Under the Affordable Care Act’s (ACA) risk corridor program, if insurers that offer marketplace plans experience higher-than-expected costs, the federal government will pick up part of those costs.  But, if insurers’ costs are lower than expected, the federal government will share in those savings.  The temporary program will exist for three years (2014-2016).

Repealing the risk corridors would increase the deficit.  Risk corridors are calculated after accounting for two other risk mitigation mechanisms under the ACA:  temporary reinsurance and risk adjustment.  Under reinsurance, the federal government will pick up part of the costs of covering high-cost patients in the individual market for three years.  Under risk adjustment, which is permanent, insurers in the individual and small group market that enroll healthier-than-average members will compensate those that enroll sicker-than-average patients.

Together, reinsurance and risk adjustment would likely offset most or all (or more than offset) of the higher-than-expected costs that insurers may experience, lessening the need for risk corridor payments to insurers.  That’s likely one reason why CBO estimates that payments to the federal government will exceed federal payments to insurers by about $8 billion.  House Republicans’ push to repeal the risk corridors would therefore increase the deficit — despite claims that it’s part of a campaign to cut the deficit.

- **Stored data**
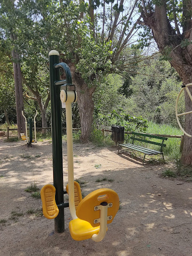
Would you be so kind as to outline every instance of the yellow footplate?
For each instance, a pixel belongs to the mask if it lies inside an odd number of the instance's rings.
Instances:
[[[25,140],[26,136],[25,136],[24,135],[23,135],[22,136],[21,136],[21,138],[23,140]]]
[[[67,184],[66,186],[66,191],[68,194],[69,194],[68,190],[68,184]],[[82,194],[80,185],[77,181],[74,182],[74,192],[75,193],[75,209],[77,209],[77,207],[78,206],[79,204],[82,200]]]
[[[43,215],[49,219],[55,219],[59,213],[56,204],[56,188],[50,184],[45,185],[41,189],[40,197]]]

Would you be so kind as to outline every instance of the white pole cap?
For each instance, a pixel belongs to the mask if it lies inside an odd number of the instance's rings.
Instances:
[[[50,56],[51,55],[58,55],[59,56],[59,53],[57,52],[57,51],[56,51],[56,50],[52,50],[52,51],[50,51],[48,56]]]

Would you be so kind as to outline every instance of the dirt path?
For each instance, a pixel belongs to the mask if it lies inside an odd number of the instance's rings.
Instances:
[[[64,185],[66,153],[64,142]],[[119,194],[120,209],[104,240],[73,240],[68,208],[65,232],[49,235],[54,221],[41,216],[40,200],[24,190],[34,183],[40,189],[52,184],[51,144],[38,142],[27,148],[24,142],[1,139],[0,255],[192,256],[192,183],[160,178],[166,166],[143,166],[117,155],[115,147],[75,144],[74,156],[75,178],[85,182],[84,196],[104,187]]]

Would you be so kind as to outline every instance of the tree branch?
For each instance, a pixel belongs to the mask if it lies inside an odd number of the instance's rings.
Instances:
[[[48,103],[49,102],[50,99],[50,92],[49,92],[48,95],[48,97],[47,98],[45,104],[44,105],[44,109],[46,109],[48,107]]]
[[[129,16],[129,17],[128,17],[128,20],[127,21],[126,24],[125,25],[125,26],[124,26],[124,28],[123,28],[123,32],[122,32],[122,34],[121,34],[121,36],[120,36],[120,39],[119,39],[119,42],[118,42],[118,44],[117,44],[117,49],[119,49],[119,48],[120,48],[120,44],[121,44],[121,42],[122,42],[122,40],[123,40],[123,37],[124,37],[124,35],[125,35],[125,32],[126,32],[127,27],[128,27],[128,23],[129,23],[129,21],[130,21],[130,19],[131,19],[131,18],[132,15],[132,14],[133,14],[133,11],[134,10],[135,8],[136,8],[136,5],[137,2],[137,0],[136,0],[136,1],[135,2],[134,5],[133,7],[133,8],[132,8],[132,10],[131,10],[131,11],[130,13]]]
[[[128,34],[128,35],[127,36],[126,39],[125,39],[125,40],[124,40],[123,43],[122,44],[122,45],[121,45],[120,47],[120,48],[119,50],[118,51],[118,52],[115,54],[114,55],[114,60],[116,60],[117,59],[117,58],[120,55],[120,53],[121,52],[122,50],[123,50],[123,48],[124,48],[124,47],[125,46],[125,45],[127,44],[128,41],[128,40],[129,40],[129,37],[130,36],[132,35],[132,33],[133,32],[133,31],[134,30],[134,29],[135,29],[135,28],[136,27],[136,24],[138,24],[138,21],[139,21],[139,20],[141,19],[141,16],[139,17],[139,18],[137,19],[137,20],[136,21],[136,22],[135,23],[134,25],[133,25],[133,27],[132,28],[132,29],[131,29],[131,30],[130,31],[129,33]]]
[[[175,26],[176,27],[176,32],[177,33],[178,35],[180,35],[181,33],[179,30],[179,26],[177,24],[177,20],[176,19],[176,9],[174,7],[173,8],[173,16],[174,18],[174,22],[175,22]]]
[[[123,5],[123,2],[124,2],[124,0],[120,0],[120,2],[119,7],[120,7],[121,6]],[[113,22],[113,24],[112,25],[112,29],[111,30],[111,34],[109,37],[109,40],[111,40],[112,41],[113,41],[115,29],[117,27],[117,22],[118,21],[118,19],[120,16],[120,12],[119,11],[116,11],[115,13],[115,16],[114,16],[115,19],[114,20],[114,22]]]

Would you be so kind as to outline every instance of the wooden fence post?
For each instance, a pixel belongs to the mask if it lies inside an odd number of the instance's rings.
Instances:
[[[8,140],[9,138],[9,127],[7,127],[7,139]]]
[[[183,151],[183,147],[184,147],[184,135],[182,135],[181,138],[181,142],[180,142],[180,152],[181,153]]]
[[[101,130],[102,131],[103,139],[103,140],[104,140],[104,129],[102,129]]]

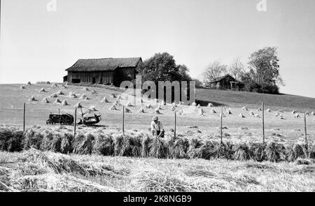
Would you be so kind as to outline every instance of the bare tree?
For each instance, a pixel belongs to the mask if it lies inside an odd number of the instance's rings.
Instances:
[[[244,70],[243,63],[241,63],[239,58],[237,58],[230,65],[228,71],[235,80],[239,80]]]
[[[224,75],[227,72],[227,66],[220,64],[218,61],[210,64],[202,73],[203,82],[206,87],[210,85],[210,82],[216,78]]]

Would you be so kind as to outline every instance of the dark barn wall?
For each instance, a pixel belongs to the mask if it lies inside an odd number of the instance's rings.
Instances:
[[[123,81],[133,81],[135,78],[135,68],[133,67],[118,68],[115,70],[114,84],[120,87]]]
[[[113,83],[113,71],[68,72],[68,82],[80,80],[83,83],[111,84]]]

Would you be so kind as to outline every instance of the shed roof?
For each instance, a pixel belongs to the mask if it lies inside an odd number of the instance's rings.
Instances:
[[[234,80],[234,81],[235,80],[235,79],[233,78],[230,75],[227,74],[227,75],[225,75],[222,76],[222,77],[216,78],[214,80],[214,81],[212,81],[212,82],[211,82],[210,83],[216,83],[216,82],[220,82],[220,80],[223,80],[223,79],[225,79],[225,78],[227,78],[227,77],[230,77],[230,78],[232,78],[232,79]]]
[[[78,59],[67,71],[113,71],[117,68],[136,67],[141,57]]]

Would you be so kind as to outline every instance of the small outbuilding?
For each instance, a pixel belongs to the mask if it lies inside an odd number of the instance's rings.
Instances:
[[[141,57],[79,59],[66,69],[64,82],[113,84],[119,87],[123,81],[133,81]]]

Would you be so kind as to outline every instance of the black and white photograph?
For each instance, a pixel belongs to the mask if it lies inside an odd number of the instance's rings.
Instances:
[[[1,192],[184,205],[195,193],[315,191],[315,1],[0,11]]]

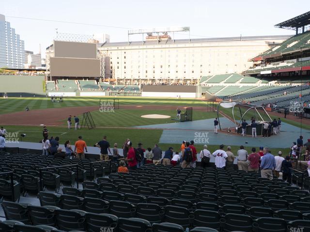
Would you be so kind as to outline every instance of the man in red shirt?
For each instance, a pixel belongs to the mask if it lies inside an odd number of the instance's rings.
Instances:
[[[136,160],[136,152],[132,147],[132,143],[128,142],[128,156],[126,160],[128,162],[128,169],[129,170],[135,170],[137,169],[137,160]]]
[[[250,162],[248,165],[249,172],[258,172],[260,159],[261,156],[259,154],[256,153],[256,148],[253,147],[252,148],[252,153],[248,157],[248,160]]]
[[[196,147],[194,146],[194,141],[192,140],[189,143],[189,147],[193,151],[193,161],[190,164],[190,166],[193,168],[196,168],[196,161],[197,160],[197,150],[196,149]]]

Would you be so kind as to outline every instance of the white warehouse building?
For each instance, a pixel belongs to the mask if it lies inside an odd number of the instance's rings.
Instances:
[[[118,84],[196,84],[202,76],[241,73],[249,59],[291,35],[172,40],[166,34],[145,41],[97,44],[105,79]]]

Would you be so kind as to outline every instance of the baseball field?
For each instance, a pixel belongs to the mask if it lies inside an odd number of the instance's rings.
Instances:
[[[113,98],[104,98],[108,102]],[[126,139],[129,138],[135,146],[142,143],[144,147],[153,147],[159,144],[163,150],[169,146],[175,147],[178,150],[182,141],[179,143],[160,143],[160,139],[163,130],[143,128],[143,126],[175,123],[171,120],[176,118],[176,109],[179,108],[185,112],[187,107],[193,107],[193,120],[212,119],[217,116],[216,112],[209,112],[207,106],[208,102],[199,99],[177,99],[175,98],[152,98],[141,97],[119,97],[119,109],[108,108],[99,110],[100,98],[65,98],[63,102],[51,102],[49,98],[9,98],[0,99],[0,126],[3,126],[9,132],[17,132],[26,134],[23,142],[39,142],[42,138],[42,125],[46,125],[49,131],[49,136],[59,136],[60,143],[66,140],[74,143],[78,136],[83,136],[88,145],[93,146],[101,139],[103,135],[108,136],[110,144],[117,143],[121,147]],[[102,99],[102,98],[101,98]],[[108,106],[109,105],[107,105]],[[25,110],[26,107],[29,111]],[[73,126],[67,128],[67,118],[69,115],[77,116],[80,122],[83,113],[90,112],[96,128],[89,130],[87,127],[75,130]],[[225,115],[231,116],[229,110]],[[146,115],[163,115],[170,116],[168,118],[148,118],[141,116]],[[296,120],[286,119],[284,122],[295,126],[299,122]],[[182,125],[182,124],[181,124]],[[72,126],[74,126],[73,124]],[[310,126],[302,123],[305,129],[310,129]],[[182,130],[182,126],[180,130]],[[211,133],[210,136],[213,136]],[[238,135],[236,135],[238,136]],[[240,137],[240,145],[244,142]],[[219,140],[218,144],[209,145],[212,151],[218,145],[224,144],[229,145],[229,142]],[[202,145],[197,145],[198,150]],[[249,151],[251,147],[247,147]],[[238,146],[232,146],[232,151],[236,152]],[[279,147],[276,149],[288,152],[288,148]],[[287,151],[286,151],[287,150]]]

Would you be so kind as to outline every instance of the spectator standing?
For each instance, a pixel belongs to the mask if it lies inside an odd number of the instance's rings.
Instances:
[[[185,148],[186,143],[186,141],[185,140],[184,140],[183,142],[182,142],[182,144],[181,145],[181,150],[180,151],[180,160],[181,163],[182,162],[182,157],[183,156],[182,152],[183,152],[183,150],[184,150],[184,149]]]
[[[256,128],[257,127],[257,123],[255,122],[255,119],[253,119],[252,123],[251,123],[251,127],[252,128],[252,137],[256,138]]]
[[[282,157],[282,152],[279,151],[278,153],[278,156],[275,157],[276,160],[276,167],[275,168],[275,175],[279,178],[280,175],[280,172],[281,171],[281,167],[282,167],[282,162],[285,159]]]
[[[248,126],[248,123],[245,120],[243,120],[242,123],[241,123],[241,129],[242,129],[242,133],[241,135],[244,136],[246,135],[246,130],[247,130],[247,126]]]
[[[153,163],[155,165],[160,164],[161,161],[162,151],[158,147],[158,145],[155,144],[152,150],[153,152]]]
[[[303,146],[303,145],[304,145],[304,141],[303,141],[302,139],[304,137],[302,137],[302,136],[300,135],[299,136],[299,138],[297,139],[297,145],[299,144],[299,145],[300,145],[300,146]]]
[[[171,159],[171,164],[172,164],[173,166],[175,166],[178,163],[178,161],[179,161],[179,160],[180,160],[180,156],[179,155],[179,152],[176,151],[175,154],[172,157],[172,159]]]
[[[226,160],[226,163],[225,167],[226,168],[233,168],[233,161],[234,160],[235,157],[233,155],[233,153],[232,152],[232,147],[230,146],[227,147],[227,151],[226,151],[227,154],[227,159]]]
[[[267,122],[264,122],[263,124],[263,129],[264,129],[264,134],[263,136],[264,138],[267,138],[267,136],[268,136],[268,127],[269,125],[269,124]]]
[[[137,150],[141,157],[141,160],[137,160],[138,163],[138,167],[144,164],[144,152],[145,152],[145,149],[142,147],[142,145],[143,144],[141,143],[139,143],[138,144],[138,147],[137,148]]]
[[[82,136],[78,136],[78,140],[74,145],[74,153],[78,159],[84,159],[85,158],[84,152],[84,149],[87,152],[87,146],[85,141],[82,140]]]
[[[113,156],[112,157],[112,159],[114,162],[117,162],[118,159],[120,157],[120,154],[118,153],[118,149],[117,149],[117,144],[116,143],[114,144],[114,147],[112,149],[112,152],[113,152]]]
[[[258,168],[260,166],[260,159],[261,159],[261,156],[256,152],[256,148],[252,147],[252,153],[248,157],[248,160],[249,162],[248,165],[249,172],[258,172]]]
[[[146,158],[146,163],[153,163],[153,152],[151,147],[147,148],[145,158]]]
[[[42,140],[43,155],[44,156],[48,156],[49,155],[50,145],[49,140],[48,140],[47,137],[44,138]]]
[[[5,135],[0,135],[0,151],[3,151],[5,147]]]
[[[195,144],[195,143],[193,140],[191,140],[189,142],[189,148],[193,151],[193,160],[190,164],[190,166],[193,168],[196,168],[196,162],[197,160],[197,150],[196,147],[194,146],[194,144]]]
[[[264,156],[261,162],[261,175],[262,178],[273,179],[272,170],[276,167],[276,160],[274,156],[270,153],[269,147],[264,147],[263,150]]]
[[[72,150],[72,147],[70,144],[70,140],[67,140],[64,143],[64,148],[66,151],[66,156],[67,157],[71,157],[72,156],[72,154],[74,154],[73,150]]]
[[[284,181],[287,181],[288,183],[292,182],[292,163],[290,160],[290,157],[287,156],[285,157],[285,160],[282,161],[282,170],[283,175],[282,179]]]
[[[204,168],[209,167],[211,152],[208,150],[208,146],[203,145],[203,149],[200,152],[200,158],[201,159],[201,166]]]
[[[0,128],[0,136],[5,135],[6,134],[6,130],[3,128],[3,127]]]
[[[248,164],[247,161],[248,160],[248,151],[245,150],[244,146],[242,145],[240,146],[240,149],[237,151],[237,156],[238,170],[248,172]]]
[[[277,134],[278,132],[278,122],[276,118],[273,119],[272,125],[273,126],[273,133],[274,135],[276,135]]]
[[[68,123],[68,129],[71,129],[71,116],[69,115],[68,119],[67,120],[67,123]]]
[[[182,156],[181,167],[183,168],[190,167],[193,160],[193,151],[189,147],[189,143],[188,142],[185,143],[185,148],[182,151]]]
[[[48,137],[48,130],[46,129],[46,127],[44,126],[43,127],[43,138],[47,138]]]
[[[112,155],[112,153],[110,150],[110,144],[107,141],[107,136],[103,136],[102,140],[97,143],[95,145],[97,147],[100,148],[100,160],[108,160],[108,150],[110,155]]]
[[[132,147],[132,143],[128,142],[128,156],[127,161],[128,162],[128,169],[129,170],[136,170],[137,169],[137,160],[136,159],[136,152]]]
[[[165,156],[163,159],[163,164],[165,166],[170,165],[171,163],[171,159],[173,156],[173,148],[171,146],[165,152]]]
[[[215,166],[217,168],[224,168],[226,165],[227,154],[223,150],[225,146],[221,145],[219,146],[219,149],[215,151],[212,155],[215,157]]]
[[[218,121],[217,121],[217,118],[216,117],[214,120],[214,133],[217,133],[217,125],[218,125]]]
[[[79,119],[77,116],[74,116],[74,127],[76,130],[78,130],[78,128],[81,129],[81,127],[79,126]]]
[[[58,151],[59,147],[59,137],[58,136],[56,136],[55,139],[51,139],[49,141],[49,144],[50,145],[50,154],[54,156]]]
[[[280,132],[281,124],[282,124],[282,121],[281,121],[281,118],[279,117],[278,118],[278,134]]]
[[[310,139],[308,139],[308,142],[304,144],[304,146],[306,147],[306,150],[310,151]]]
[[[117,169],[118,173],[128,173],[128,168],[126,167],[126,164],[124,160],[121,160],[119,162],[119,166]]]

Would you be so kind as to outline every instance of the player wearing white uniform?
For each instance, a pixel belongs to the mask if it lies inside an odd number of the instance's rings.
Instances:
[[[223,150],[224,145],[222,145],[219,146],[219,149],[217,150],[212,155],[215,157],[215,166],[217,168],[223,168],[225,167],[226,163],[226,159],[228,156],[226,152]]]

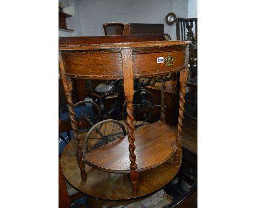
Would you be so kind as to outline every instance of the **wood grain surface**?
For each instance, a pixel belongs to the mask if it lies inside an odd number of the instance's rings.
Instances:
[[[157,130],[157,131],[156,131]],[[134,132],[135,154],[138,171],[152,168],[168,160],[176,149],[175,129],[158,121]],[[129,151],[127,136],[96,149],[85,155],[86,163],[112,173],[129,173]]]
[[[80,137],[84,137],[84,134]],[[84,140],[81,139],[83,146],[84,142]],[[73,139],[65,147],[60,161],[65,177],[78,191],[97,199],[124,200],[147,196],[169,182],[177,173],[181,165],[174,166],[173,157],[156,167],[139,173],[138,189],[136,195],[132,193],[129,174],[107,173],[86,166],[88,178],[83,181],[77,163]],[[181,163],[181,161],[182,155]]]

- **INSTRUCTIONS**
[A] Decide whether each statement agrees with the passage on risk corridors above. Answer yes or no for each, and quote the deciding words. (i) Risk adjustment under the ACA is a temporary mechanism. (ii) The risk corridor program will run from 2014 through 2016. (iii) CBO estimates that federal payments to insurers will exceed payments to the federal government.
[B] Answer these questions from the passage on risk corridors:
(i) For how many years will the federal government cover part of the costs of high-cost patients under reinsurance?
(ii) In which markets does risk adjustment apply?
(iii) By about how much does CBO estimate that payments to the federal government will exceed federal payments to insurers?
[C] List every risk mitigation mechanism under the ACA that the passage on risk corridors names.

- **WRITTEN RESPONSES**
[A]
(i) No: "Under risk adjustment, which is permanent"
(ii) Yes: "The temporary program will exist for three years (2014-2016)."
(iii) No: "CBO estimates that payments to the federal government will exceed federal payments to insurers by about $8 billion"

[B]
(i) Three years
(ii) The individual and small group market
(iii) About $8 billion

[C]
Risk corridors
Temporary reinsurance
Risk adjustment